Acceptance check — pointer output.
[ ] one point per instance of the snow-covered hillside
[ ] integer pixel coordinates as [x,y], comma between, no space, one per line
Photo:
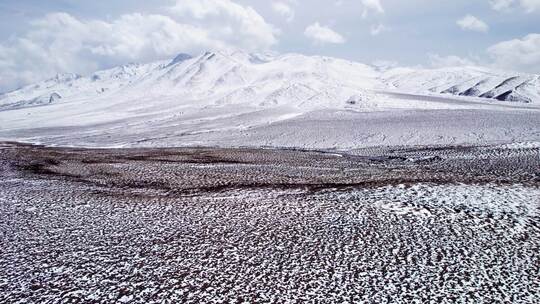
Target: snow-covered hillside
[466,81]
[239,98]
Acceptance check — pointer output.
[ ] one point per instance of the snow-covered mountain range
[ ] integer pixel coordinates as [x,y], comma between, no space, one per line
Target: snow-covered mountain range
[239,98]
[264,79]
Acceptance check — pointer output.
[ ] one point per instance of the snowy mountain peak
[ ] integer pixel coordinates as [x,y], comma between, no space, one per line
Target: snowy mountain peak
[234,76]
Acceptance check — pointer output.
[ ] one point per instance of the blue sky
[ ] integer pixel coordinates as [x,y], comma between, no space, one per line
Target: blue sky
[41,38]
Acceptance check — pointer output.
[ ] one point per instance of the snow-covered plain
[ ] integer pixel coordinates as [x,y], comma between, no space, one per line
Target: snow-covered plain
[233,98]
[223,225]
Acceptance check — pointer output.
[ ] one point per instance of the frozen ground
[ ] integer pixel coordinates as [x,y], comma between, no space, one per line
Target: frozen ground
[385,225]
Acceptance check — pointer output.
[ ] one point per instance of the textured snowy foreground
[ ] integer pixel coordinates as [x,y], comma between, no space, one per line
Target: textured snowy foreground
[403,225]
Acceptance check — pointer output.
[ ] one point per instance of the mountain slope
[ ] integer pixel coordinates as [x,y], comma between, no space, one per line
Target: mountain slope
[467,81]
[238,98]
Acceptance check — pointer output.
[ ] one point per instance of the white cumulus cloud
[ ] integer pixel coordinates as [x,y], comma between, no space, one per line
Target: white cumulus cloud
[323,34]
[377,29]
[60,42]
[529,6]
[438,61]
[372,6]
[471,23]
[228,20]
[518,54]
[284,10]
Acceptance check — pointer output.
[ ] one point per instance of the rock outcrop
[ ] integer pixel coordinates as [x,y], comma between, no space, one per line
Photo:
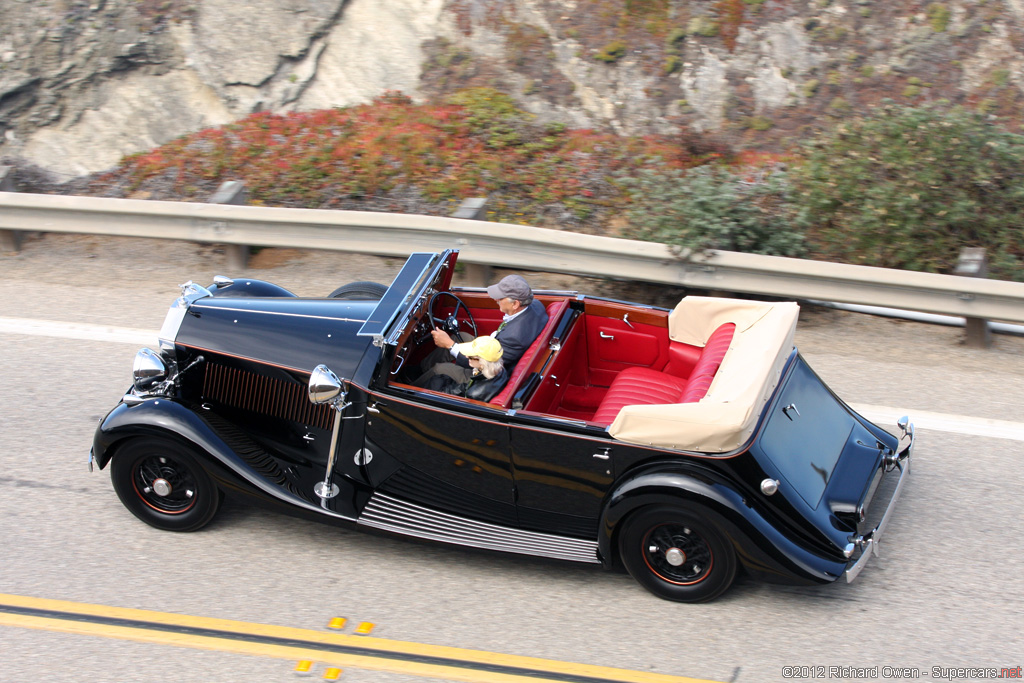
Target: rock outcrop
[84,82]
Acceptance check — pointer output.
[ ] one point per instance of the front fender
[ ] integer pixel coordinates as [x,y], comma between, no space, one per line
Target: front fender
[156,417]
[167,418]
[761,547]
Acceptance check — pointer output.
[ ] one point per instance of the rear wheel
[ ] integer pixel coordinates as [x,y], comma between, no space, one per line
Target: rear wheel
[676,555]
[361,290]
[162,483]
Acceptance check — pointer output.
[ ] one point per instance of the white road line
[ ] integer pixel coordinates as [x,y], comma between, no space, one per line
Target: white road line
[883,415]
[104,333]
[957,424]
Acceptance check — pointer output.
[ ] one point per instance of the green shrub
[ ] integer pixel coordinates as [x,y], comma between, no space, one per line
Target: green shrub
[938,16]
[907,187]
[711,207]
[611,52]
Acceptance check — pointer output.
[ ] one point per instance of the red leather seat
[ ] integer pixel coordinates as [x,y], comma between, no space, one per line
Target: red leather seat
[643,386]
[638,386]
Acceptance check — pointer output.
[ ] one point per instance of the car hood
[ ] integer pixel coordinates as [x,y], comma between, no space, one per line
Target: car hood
[289,332]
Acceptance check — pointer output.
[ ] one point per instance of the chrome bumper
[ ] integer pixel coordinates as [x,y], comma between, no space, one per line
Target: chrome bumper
[869,542]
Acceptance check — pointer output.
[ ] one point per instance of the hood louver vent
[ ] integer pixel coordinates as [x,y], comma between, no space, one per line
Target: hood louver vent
[249,391]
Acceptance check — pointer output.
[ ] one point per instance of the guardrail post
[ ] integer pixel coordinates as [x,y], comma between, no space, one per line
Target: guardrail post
[476,274]
[974,263]
[10,241]
[233,191]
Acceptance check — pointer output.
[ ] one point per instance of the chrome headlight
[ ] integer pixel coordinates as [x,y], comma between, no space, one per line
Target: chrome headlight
[147,370]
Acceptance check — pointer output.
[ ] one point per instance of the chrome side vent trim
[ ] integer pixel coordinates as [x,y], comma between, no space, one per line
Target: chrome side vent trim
[391,514]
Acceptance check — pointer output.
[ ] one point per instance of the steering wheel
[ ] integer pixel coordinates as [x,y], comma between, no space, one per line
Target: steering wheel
[450,324]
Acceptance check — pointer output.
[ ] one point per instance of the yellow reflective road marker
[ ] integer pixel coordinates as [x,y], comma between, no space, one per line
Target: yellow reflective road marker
[334,649]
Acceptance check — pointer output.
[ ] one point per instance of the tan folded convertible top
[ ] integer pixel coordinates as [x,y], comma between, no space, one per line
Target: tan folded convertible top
[725,418]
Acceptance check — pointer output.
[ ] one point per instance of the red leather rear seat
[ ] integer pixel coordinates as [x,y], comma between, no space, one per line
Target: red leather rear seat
[643,386]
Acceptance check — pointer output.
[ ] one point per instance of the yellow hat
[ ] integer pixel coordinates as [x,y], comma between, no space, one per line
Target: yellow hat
[485,348]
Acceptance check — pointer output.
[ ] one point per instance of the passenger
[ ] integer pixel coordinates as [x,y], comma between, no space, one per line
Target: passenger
[523,319]
[488,375]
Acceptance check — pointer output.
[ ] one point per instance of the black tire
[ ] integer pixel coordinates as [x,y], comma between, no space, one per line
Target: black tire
[363,290]
[185,500]
[677,555]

◆ Problem
All entries must be written out again exactly as given, with no pictures in the copy.

◆ Complete output
Acceptance check — pointer output.
[ ] one point per instance of the snow-covered hillside
[ ] integer pixel coordinates as [x,y], comma between, no space, one per line
Photo:
Target: snow-covered hillside
[466,81]
[239,98]
Acceptance check — pointer output.
[ ] one point per instance of the snow-covered mountain range
[ ] integer pixel coordinates as [x,y], comma between, no space, one per line
Target: snow-covered mountain range
[239,98]
[264,79]
Acceptance check — pointer output.
[ ] one point per instance of the snowy mountain peak
[ ] integer pixel coordinates as [x,y], comma between, no space, one per line
Target: snowy mountain peak
[234,76]
Acceptance check — pointer output.
[ ] one point per instance of the blue sky
[ ] integer pixel coordinates as [x,y], comma between, no space, one per line
Target: blue sky
[41,38]
Acceptance check — pointer output.
[ ] one point per instance of the snow-covered plain
[ ] integer pixel coordinates as [x,y], comma between, no space, one per line
Target: snow-covered plain
[233,98]
[223,225]
Acceptance check — pointer output.
[ ] one point per instance of the frozen ground
[ ] integer pixel coordinates as [x,y], comma between, no space, one per line
Target: frozen ground
[385,225]
Acceptance check — pointer output.
[ ] one point per instance of the textured snowy foreground
[ ] integer pixel coordinates as [x,y], comma between, no space, one per line
Target: textured snowy foreground
[403,225]
Acceptance check — pointer output.
[ ] one point per instance of the mountain slope
[ ] integer pixel coordinates as [x,y], comma between, no space, one per line
Target: mountain slope
[467,81]
[238,98]
Acceptance check — pointer output.
[ ] one point per instance of the white cumulus cloud
[ ] integer pixel coordinates as [x,y], comma between, no space, one per line
Target: white cumulus cloud
[323,34]
[377,29]
[60,42]
[529,6]
[438,61]
[372,6]
[471,23]
[228,20]
[518,54]
[284,10]
Acceptance check — pointer output.
[ ] one point per instance of the rock outcrop
[ ] integer pixel coordinates as [x,y], comma between, no space, one per line
Photo:
Target: rock outcrop
[84,82]
Acceptance check — pointer output.
[ ] one point per instance of the front fender
[ ] integer pixel coordinates as [x,y], comma between, no space, one per line
Target: front fender
[156,417]
[167,418]
[761,547]
Acceptance check — pointer output.
[ ] one point per instance of the rear wheel
[ ] integer pixel coordinates as [x,y], comma between, no space, one per line
Target: rear wheel
[676,555]
[361,290]
[162,483]
Acceptance check — pointer output.
[ ] one point per instance of the white road line
[ ] integer pixel coordinates as [x,y], comma between, no space, one per line
Target: white road line
[883,415]
[104,333]
[957,424]
Acceptance check — pointer output.
[ ] one point per instance of the green shrub
[ ] integer pixel coordinates as [x,y], comma between, no space, one per line
Target: green shrub
[938,16]
[907,187]
[711,207]
[611,52]
Acceptance check — pointer output.
[ ] one point per instance of the red leather seat
[ ] integer pixel coordinates as [x,y], comma between, no space, one per line
Target: red leather seat
[643,386]
[638,386]
Acceptance check — pointer output.
[ ] one point per instance of the car hood
[ ] integer pixel coordinates as [x,y], comma between, no space, one per line
Target: car hood
[289,332]
Acceptance check — pointer output.
[ ] one point per instance of the chrome bumper
[ ] integer pixel coordinates as [x,y], comma between, no space, one per line
Target: chrome bumper
[869,542]
Acceptance check — pointer output.
[ ] one point per instance of the hood louver vent
[ ] integer pixel coordinates as [x,y], comma between, no space, one per line
Target: hood louver vent
[249,391]
Acceptance check — pointer output.
[ ] one point per instance of the guardrail post
[ ] integer pixel coordinates as [x,y], comma between, no space, one per line
Target: guardrail post
[476,274]
[974,263]
[10,241]
[233,191]
Acceptance check — pointer output.
[ ] one point per instance of the chrome headlight
[ ] integer pixel coordinates as [x,y], comma between, no space, one per line
Target: chrome headlight
[147,370]
Acceptance check — pointer output.
[ ] one point per instance of the chrome side vent trim
[ ] integer pixel coordinates as [x,y], comma between, no space, one per line
Target: chrome side vent trim
[391,514]
Acceptance check — pointer output.
[ ] one point per instance of the steering wheel
[ ] integer pixel coordinates as [x,y], comma between, no space, one per line
Target: steering wheel
[450,324]
Acceptance check — pointer output.
[ ] one point per instance of the yellow reflective road marker
[ ] integer pixel coordinates as [x,y], comma between, no space, one per line
Target: yellow reflective road marker
[334,649]
Acceptance check — pointer output.
[ ] one point per instance of the tan folded convertible top
[ ] integer pixel coordinates as [x,y], comma between, no space, one per line
Target: tan folded convertible top
[725,418]
Acceptance check — pointer output.
[ ] one point per instance of the red leather rear seat
[ ] integer pixel coordinates as [x,y], comma between, no space, one per line
Target: red leather rear seat
[643,386]
Acceptance check — pointer output.
[ ] one point per instance of the yellow hat
[ ] integer pixel coordinates as [x,y], comma between, no space, one per line
Target: yellow hat
[485,348]
Acceptance check — pointer output.
[ ] one point per instance of the passenger
[ ] integer pixel coordinates as [x,y], comma between, no space, one per line
Target: passenger
[523,319]
[488,375]
Acceptance check — pointer output.
[ ] one point per instance of the black tire
[ ] integer pixel coordinates as [x,y], comma between, no space, one per line
Target: black tire
[363,290]
[185,500]
[677,555]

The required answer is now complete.